■ **ACTIONS TO TAKE**:
• 1. Write out the part of the sheriff's office news text from "Brookland Middle School" up to and including "these future leaders.".
• 2. List every date the sheriff's office news text gives for the Structure Dominance for Law Enforcement class.

■ **TEXT EXCERPT**:
Brookland Middle School 6th Grade class pulled out all the stops showing their appreciation to the Law Enforcement Community this week during their Breakfast with a Cop event. These incredible kids put together a fantastic spread of breakfast foods and beverages, decorated the tables with centerpieces and handmade cutouts, and succeeded in creating an overall mood of appreciation for the hard work and dedication each and every member of law enforcement exhibits every single day. The kids put together goodie bags for the officers to take with them, including the meaning of each goodie. For me, the Hershey's Kiss was the best, with "To show you our love for all you do."
Thank you to everyone who played a part in putting this together. This was a mutually beneficial event for building strong relationships between law enforcement and these future leaders.
To see more photos and the story from KAIT's Mallory Jordan, you can follow this link.
You can also head over to our Facebook page, to see this and other stories!
March 10, 11, and 12th Craighead County Sheriff's Office will host Structure Dominance for Law Enforcement class instructed by Jason "Jabo" Long with Fast Bear Consulting. "This course is designed to provide the individual officer with the foundation necessary to work both alone and as a part of a tactical unit." The class was comprised of students from all over Arkansas and surrounding states, and in this class they received hands on instruction on a variety of topics to aid them in their execution of duties.

■ **RECORD EXCERPTS**:
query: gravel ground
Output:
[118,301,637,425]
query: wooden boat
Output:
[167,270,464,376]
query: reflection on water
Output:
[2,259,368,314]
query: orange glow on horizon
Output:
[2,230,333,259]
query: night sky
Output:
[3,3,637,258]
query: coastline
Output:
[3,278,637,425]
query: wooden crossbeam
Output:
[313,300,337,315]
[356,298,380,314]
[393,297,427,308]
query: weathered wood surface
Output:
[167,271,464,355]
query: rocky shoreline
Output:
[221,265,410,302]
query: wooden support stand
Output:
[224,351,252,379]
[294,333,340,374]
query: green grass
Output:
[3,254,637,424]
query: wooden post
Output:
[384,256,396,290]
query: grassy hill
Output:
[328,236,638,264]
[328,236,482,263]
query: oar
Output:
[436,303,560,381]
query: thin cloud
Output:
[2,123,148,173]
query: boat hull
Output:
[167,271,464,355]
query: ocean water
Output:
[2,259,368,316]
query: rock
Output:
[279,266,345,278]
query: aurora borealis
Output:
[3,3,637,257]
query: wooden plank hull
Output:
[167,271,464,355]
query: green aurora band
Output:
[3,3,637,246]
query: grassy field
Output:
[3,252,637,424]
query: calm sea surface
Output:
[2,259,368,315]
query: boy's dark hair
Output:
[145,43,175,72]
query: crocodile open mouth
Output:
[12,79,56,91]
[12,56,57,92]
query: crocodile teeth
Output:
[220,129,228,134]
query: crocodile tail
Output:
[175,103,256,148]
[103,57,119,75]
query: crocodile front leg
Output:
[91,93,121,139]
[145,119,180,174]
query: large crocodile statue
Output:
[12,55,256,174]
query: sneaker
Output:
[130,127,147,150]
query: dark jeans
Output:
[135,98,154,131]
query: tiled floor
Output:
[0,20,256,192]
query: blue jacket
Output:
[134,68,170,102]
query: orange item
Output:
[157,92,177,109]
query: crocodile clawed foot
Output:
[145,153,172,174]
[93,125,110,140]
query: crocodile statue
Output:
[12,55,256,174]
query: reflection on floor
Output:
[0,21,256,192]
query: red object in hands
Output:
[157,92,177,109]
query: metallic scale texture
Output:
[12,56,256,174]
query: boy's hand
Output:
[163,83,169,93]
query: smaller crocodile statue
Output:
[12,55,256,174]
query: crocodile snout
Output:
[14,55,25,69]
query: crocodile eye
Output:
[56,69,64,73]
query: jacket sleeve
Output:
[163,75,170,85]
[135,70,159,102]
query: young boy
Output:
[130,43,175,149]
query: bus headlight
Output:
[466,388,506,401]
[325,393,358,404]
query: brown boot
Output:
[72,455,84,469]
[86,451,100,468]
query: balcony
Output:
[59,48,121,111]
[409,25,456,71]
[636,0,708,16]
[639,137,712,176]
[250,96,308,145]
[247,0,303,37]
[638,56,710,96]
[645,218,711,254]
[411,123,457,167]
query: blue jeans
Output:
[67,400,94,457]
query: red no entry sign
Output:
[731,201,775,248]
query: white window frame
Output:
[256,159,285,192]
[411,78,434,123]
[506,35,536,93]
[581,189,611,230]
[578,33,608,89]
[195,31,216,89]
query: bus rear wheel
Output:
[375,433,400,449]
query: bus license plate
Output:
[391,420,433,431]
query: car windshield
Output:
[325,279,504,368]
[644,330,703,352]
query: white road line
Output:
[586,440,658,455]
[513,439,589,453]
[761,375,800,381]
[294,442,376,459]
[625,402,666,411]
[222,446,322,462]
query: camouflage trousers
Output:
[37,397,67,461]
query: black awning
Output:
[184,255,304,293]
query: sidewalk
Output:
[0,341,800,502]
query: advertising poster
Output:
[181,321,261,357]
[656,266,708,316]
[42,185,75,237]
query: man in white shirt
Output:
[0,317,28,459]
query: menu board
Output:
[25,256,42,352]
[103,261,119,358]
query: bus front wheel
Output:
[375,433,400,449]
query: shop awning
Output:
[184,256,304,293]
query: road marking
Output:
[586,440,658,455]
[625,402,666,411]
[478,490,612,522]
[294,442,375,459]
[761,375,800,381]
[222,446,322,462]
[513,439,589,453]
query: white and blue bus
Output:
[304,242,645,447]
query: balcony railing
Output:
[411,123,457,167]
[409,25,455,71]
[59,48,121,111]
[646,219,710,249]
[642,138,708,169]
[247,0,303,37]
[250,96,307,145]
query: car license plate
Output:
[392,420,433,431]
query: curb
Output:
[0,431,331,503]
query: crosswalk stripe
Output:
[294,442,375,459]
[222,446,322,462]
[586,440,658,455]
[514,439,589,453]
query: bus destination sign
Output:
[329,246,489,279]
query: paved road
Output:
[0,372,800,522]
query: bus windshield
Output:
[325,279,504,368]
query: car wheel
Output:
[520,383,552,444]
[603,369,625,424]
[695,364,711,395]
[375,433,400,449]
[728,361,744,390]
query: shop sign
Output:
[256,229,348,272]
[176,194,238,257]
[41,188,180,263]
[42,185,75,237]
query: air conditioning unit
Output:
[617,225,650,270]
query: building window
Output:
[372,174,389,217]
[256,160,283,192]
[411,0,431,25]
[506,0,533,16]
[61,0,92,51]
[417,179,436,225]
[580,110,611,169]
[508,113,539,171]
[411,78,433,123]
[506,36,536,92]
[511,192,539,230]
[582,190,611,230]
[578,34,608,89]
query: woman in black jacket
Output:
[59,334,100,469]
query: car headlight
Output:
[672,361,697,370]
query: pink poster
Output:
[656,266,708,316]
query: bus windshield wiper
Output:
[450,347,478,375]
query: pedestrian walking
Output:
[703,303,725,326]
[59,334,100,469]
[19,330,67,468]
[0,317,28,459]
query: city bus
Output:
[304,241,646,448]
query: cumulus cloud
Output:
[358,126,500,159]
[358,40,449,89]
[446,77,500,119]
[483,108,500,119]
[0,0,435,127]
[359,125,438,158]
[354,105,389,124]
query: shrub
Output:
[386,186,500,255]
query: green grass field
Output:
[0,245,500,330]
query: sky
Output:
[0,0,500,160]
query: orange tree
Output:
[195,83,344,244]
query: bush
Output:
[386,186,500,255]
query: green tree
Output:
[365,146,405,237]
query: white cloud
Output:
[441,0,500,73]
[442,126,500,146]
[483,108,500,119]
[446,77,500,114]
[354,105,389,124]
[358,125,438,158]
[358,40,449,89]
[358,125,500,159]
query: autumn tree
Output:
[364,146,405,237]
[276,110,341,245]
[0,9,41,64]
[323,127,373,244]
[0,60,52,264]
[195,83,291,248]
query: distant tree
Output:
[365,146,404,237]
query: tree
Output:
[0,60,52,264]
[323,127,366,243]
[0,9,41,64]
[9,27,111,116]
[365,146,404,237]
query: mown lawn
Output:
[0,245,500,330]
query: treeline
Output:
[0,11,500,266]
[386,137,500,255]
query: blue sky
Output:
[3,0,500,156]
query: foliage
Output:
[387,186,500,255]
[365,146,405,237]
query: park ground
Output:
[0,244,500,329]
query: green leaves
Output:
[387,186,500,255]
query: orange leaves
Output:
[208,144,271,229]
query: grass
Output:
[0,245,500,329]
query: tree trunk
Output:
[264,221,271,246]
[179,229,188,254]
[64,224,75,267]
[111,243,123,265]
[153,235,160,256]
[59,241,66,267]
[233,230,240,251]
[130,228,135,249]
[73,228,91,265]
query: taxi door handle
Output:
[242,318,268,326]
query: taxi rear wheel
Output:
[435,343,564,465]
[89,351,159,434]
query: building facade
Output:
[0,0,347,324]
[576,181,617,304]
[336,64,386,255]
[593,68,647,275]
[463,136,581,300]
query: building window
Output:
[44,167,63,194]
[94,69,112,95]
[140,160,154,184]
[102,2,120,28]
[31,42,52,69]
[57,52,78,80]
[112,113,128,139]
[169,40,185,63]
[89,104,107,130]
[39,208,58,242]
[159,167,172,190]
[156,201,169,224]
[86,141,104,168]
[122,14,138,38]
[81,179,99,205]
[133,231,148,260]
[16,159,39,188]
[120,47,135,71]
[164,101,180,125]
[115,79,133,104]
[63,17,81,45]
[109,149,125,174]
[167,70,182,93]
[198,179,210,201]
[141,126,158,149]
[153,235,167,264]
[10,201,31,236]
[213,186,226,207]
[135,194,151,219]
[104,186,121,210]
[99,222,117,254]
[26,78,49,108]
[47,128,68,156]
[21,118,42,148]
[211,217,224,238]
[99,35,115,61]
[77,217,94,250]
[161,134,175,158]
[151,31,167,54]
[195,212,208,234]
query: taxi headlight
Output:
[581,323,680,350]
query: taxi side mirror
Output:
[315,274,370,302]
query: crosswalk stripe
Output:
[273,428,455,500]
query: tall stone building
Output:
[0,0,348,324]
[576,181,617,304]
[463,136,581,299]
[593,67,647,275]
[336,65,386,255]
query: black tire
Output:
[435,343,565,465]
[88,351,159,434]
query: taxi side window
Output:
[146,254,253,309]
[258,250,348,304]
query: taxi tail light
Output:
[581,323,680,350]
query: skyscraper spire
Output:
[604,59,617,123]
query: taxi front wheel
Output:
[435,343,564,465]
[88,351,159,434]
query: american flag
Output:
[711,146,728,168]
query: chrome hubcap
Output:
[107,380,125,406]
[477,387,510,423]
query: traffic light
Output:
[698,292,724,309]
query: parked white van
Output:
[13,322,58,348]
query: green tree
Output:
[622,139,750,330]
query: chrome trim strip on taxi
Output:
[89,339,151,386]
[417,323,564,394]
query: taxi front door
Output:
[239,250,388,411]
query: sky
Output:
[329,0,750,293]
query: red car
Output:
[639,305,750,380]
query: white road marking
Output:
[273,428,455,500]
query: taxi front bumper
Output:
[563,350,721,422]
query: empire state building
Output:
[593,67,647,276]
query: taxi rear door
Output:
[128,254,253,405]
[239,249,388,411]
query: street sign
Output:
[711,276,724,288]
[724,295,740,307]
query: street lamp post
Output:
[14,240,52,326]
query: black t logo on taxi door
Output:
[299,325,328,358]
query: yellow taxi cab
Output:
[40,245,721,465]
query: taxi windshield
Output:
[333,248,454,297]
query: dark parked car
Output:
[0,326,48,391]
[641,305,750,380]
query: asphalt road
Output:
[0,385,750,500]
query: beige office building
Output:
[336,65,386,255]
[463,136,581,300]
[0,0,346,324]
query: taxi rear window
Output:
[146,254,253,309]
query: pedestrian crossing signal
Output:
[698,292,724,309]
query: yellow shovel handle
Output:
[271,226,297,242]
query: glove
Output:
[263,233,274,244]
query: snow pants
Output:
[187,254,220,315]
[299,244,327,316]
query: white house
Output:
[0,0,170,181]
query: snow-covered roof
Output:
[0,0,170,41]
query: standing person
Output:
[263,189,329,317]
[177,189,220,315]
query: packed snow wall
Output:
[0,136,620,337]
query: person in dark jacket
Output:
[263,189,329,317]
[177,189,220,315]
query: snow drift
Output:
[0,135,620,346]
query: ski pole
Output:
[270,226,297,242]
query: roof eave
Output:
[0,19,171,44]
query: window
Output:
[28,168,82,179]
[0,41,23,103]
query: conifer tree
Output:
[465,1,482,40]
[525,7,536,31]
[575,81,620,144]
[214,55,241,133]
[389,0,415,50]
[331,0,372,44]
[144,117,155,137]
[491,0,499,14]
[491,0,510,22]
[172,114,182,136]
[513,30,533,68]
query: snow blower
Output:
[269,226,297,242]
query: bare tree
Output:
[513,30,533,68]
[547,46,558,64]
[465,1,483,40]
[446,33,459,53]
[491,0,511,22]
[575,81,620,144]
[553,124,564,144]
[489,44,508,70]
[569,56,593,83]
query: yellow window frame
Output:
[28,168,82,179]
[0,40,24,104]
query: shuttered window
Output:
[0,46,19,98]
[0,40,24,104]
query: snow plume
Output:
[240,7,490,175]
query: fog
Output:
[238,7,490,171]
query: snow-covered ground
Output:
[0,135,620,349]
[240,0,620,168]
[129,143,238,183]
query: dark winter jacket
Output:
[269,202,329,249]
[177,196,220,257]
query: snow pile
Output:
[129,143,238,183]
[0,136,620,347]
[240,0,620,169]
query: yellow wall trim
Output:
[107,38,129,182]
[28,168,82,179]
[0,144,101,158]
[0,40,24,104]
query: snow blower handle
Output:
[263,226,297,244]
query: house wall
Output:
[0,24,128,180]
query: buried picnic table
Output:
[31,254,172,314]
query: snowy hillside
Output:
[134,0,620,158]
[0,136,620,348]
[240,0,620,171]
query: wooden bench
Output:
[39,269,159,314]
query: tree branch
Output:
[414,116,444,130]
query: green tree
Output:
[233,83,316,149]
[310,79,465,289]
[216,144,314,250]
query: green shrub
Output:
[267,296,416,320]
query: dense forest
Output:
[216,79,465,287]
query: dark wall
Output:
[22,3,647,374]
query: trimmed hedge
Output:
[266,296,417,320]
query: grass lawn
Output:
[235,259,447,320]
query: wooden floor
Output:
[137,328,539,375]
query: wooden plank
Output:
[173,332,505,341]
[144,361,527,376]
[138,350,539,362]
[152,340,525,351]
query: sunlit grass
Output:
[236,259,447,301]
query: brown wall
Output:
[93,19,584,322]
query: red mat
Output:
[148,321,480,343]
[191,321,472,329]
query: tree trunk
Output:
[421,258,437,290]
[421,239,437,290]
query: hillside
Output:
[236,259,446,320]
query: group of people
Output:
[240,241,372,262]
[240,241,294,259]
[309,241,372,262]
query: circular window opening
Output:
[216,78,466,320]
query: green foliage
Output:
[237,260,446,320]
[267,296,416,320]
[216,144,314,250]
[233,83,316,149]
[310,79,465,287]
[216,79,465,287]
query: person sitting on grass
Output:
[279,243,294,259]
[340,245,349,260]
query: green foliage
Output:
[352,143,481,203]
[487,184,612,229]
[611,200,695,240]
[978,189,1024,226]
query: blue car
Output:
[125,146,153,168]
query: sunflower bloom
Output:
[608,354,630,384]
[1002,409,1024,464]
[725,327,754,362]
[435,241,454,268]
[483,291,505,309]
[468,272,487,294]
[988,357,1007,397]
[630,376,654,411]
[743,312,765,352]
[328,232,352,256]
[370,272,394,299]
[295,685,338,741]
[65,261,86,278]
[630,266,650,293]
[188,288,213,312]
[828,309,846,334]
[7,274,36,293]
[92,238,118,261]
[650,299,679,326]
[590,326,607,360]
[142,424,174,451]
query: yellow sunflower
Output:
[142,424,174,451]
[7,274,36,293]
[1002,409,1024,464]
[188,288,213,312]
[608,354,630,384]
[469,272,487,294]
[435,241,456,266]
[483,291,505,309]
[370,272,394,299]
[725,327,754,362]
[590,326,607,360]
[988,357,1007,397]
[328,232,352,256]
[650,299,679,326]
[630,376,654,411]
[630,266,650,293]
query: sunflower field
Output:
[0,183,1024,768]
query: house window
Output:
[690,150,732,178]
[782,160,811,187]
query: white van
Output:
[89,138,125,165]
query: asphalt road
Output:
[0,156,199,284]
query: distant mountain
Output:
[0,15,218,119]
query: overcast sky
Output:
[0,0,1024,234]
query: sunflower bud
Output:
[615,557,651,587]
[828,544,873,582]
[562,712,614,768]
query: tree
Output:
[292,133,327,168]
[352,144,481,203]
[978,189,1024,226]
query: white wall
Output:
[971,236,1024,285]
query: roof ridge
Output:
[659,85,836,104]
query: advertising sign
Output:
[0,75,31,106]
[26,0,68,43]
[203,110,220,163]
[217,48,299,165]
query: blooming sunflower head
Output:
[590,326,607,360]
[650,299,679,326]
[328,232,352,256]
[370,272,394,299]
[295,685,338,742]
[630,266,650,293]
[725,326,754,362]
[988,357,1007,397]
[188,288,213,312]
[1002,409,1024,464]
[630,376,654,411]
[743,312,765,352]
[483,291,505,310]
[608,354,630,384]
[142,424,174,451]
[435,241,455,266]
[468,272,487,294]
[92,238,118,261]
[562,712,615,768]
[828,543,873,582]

■ **RESULTS**:
• 1.
Brookland Middle School 6th Grade class pulled out all the stops showing their appreciation to the Law Enforcement Community this week during their Breakfast with a Cop event. These incredible kids put together a fantastic spread of breakfast foods and beverages, decorated the tables with centerpieces and handmade cutouts, and succeeded in creating an overall mood of appreciation for the hard work and dedication each and every member of law enforcement exhibits every single day. The kids put together goodie bags for the officers to take with them, including the meaning of each goodie. For me, the Hershey's Kiss was the best, with "To show you our love for all you do."
Thank you to everyone who played a part in putting this together. This was a mutually beneficial event for building strong relationships between law enforcement and these future leaders.

• 2.
March 10
March 11
March 12